- **ASSIGNMENT**
Copy every record exactly, with nothing left out.

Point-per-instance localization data
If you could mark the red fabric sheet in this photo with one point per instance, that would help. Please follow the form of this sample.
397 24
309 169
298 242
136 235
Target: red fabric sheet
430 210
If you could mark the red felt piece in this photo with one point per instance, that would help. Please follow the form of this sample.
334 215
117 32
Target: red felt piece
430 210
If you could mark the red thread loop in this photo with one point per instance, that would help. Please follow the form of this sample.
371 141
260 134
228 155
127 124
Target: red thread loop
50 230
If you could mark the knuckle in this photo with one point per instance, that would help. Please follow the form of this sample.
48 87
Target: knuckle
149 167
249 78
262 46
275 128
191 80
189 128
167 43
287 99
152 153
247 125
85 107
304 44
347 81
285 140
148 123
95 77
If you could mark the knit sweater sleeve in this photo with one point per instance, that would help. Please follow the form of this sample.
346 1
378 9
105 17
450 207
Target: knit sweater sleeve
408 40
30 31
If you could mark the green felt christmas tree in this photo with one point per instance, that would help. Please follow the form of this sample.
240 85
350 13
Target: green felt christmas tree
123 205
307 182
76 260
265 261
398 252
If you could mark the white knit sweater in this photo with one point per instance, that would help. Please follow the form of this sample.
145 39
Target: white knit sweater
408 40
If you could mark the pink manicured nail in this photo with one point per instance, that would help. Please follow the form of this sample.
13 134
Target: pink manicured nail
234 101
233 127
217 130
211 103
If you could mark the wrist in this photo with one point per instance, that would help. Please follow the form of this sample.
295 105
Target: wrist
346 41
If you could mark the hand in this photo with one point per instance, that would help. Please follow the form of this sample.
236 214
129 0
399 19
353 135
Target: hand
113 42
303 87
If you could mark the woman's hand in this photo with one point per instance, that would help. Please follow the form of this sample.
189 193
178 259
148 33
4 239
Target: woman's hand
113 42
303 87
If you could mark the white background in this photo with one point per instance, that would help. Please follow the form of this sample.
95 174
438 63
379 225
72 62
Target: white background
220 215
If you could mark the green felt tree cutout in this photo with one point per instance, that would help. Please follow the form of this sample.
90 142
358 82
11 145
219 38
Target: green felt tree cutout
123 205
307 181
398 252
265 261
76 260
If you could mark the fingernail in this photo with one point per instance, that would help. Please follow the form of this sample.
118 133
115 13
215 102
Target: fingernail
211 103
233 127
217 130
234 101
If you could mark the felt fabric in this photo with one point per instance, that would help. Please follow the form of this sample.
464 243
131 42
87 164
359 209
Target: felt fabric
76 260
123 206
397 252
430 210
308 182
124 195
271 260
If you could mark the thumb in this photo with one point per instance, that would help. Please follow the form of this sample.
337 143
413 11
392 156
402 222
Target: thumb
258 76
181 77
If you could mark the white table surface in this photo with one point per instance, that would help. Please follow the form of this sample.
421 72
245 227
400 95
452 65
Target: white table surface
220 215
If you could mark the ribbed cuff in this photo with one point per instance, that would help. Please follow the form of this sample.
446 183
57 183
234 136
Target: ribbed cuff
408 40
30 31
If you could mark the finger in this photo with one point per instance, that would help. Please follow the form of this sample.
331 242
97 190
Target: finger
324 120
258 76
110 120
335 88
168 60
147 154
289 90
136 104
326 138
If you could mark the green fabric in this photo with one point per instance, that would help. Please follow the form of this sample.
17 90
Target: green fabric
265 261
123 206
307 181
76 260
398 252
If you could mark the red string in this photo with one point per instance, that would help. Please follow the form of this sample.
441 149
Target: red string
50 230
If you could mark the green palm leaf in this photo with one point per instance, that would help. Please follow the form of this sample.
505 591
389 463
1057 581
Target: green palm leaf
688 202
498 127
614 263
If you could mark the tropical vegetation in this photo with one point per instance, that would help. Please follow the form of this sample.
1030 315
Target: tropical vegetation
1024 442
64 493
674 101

- **WRITTEN RESPONSE**
If you could mark the red fabric sheet in this photo with one point per instance, that would help. Please follow the form of this sample.
397 24
309 169
298 242
136 235
Target: red fabric sheet
430 210
If you could mark the red felt piece in this photo with one point per instance, that would help. Please follow the form of this sample.
334 215
117 32
Target: red felt piece
430 210
If you could mark the red thread loop in this photo with one point per instance, that would help. Please follow the form of this sample.
371 141
260 134
228 155
127 124
Target: red thread loop
50 230
If you could mark the knuckle in this photo with one point per instance, that would help. Please follow the form of this sample.
48 87
Target: knuckle
149 167
249 78
262 46
275 128
191 80
189 128
167 43
287 99
152 153
247 125
85 107
304 44
347 81
285 140
148 123
95 77
If you could mark the knit sweater sleeve in this photo with one point per instance, that would help. Please follow the form of this sample.
346 1
378 9
105 17
450 207
Target: knit sweater sleeve
408 40
30 31
If you could mark the green felt christmas tree in this photo with one point per instance, that would help. Please follow the form of this sample.
240 85
350 13
Target: green felt christmas tree
123 205
307 182
76 260
265 261
398 252
If you could mark the white knit sweater in this photo with one point per instance, that would help. Please follow the form of this sample.
145 39
Target: white knit sweater
408 40
If you could mark the pink manicured nail in this photo with one point per instance, that would help. Please follow the form of this sample.
13 134
Target: pink manicured nail
234 101
233 127
217 130
211 103
If you could mark the wrist in this photo with one point per instance, that would help. Please follow the form of this sample.
295 105
Target: wrist
346 41
If you could mark the hand in this photo with one point per instance, that would help. Please follow the form of this sample.
236 214
129 0
399 19
353 135
Target: hand
113 42
303 87
If you could mark the woman's hand in this photo with one point per instance, that would help. Please follow the form of this sample.
189 193
178 259
148 33
4 239
Target: woman's hand
113 42
303 87
If you could mark the white background in this photo with one point per instance, that would help. Please follow the form of this sample.
95 174
438 63
379 225
72 62
Target: white background
220 215
If you could mark the green felt tree cutout in this photo with one point per instance, that would help. Please follow the form of this sample.
90 142
358 82
11 145
219 38
Target: green felt tree cutout
123 205
307 181
398 252
265 261
76 260
If you could mark the fingernail in this photo with one point per instance, that would help. Please follow the form of this sample.
118 133
115 13
215 102
Target: fingernail
211 103
233 127
217 130
234 101
If you could mark the felt fabric in this photo with one point per instance, that would help. Please follow the form of this sample.
464 243
131 42
87 164
359 209
Target: felt fabric
76 260
123 206
397 252
430 210
308 182
124 195
271 260
If you could mark the thumb in this photo with one point per instance, that would help. Please follow the form of this sample.
337 143
413 11
392 156
402 222
Target: thumb
258 76
181 77
If you could mark the white table surface in this photo with one point per instance, that would help. Please follow the form of this sample.
421 72
245 227
400 95
452 65
Target: white table surface
220 215
If you could mark the ribbed cuff in this photo with one point per instance, that would help. Please follow the form of this sample.
446 183
57 183
234 136
Target: ribbed cuff
408 40
30 31
If you could mark the finger in this photo with one point per instance, that would help. Please follow the form of this sample.
331 242
97 190
Target: finger
324 120
258 76
110 120
335 88
168 60
147 154
289 90
136 104
326 138
If you could mark the green fabric in this photo with one point per instance, that would help. Please follow the form of this sample.
17 90
Target: green fabric
265 261
123 206
307 181
76 260
398 252
If you could mark the red string in this photo with one point per instance, that would help. Please follow the form of this sample.
441 149
Target: red string
50 230
If you could mark the green palm leaf in this photo with one point per instance, that would help. Please follow the form of this sample.
505 591
389 463
1057 581
Target: green palm leaf
688 202
498 127
614 263
If you could mark the tropical vegetation in this photo with one point per instance, that would help. Please follow the form of this sample.
1030 315
Target: tropical vegetation
1024 442
64 493
674 101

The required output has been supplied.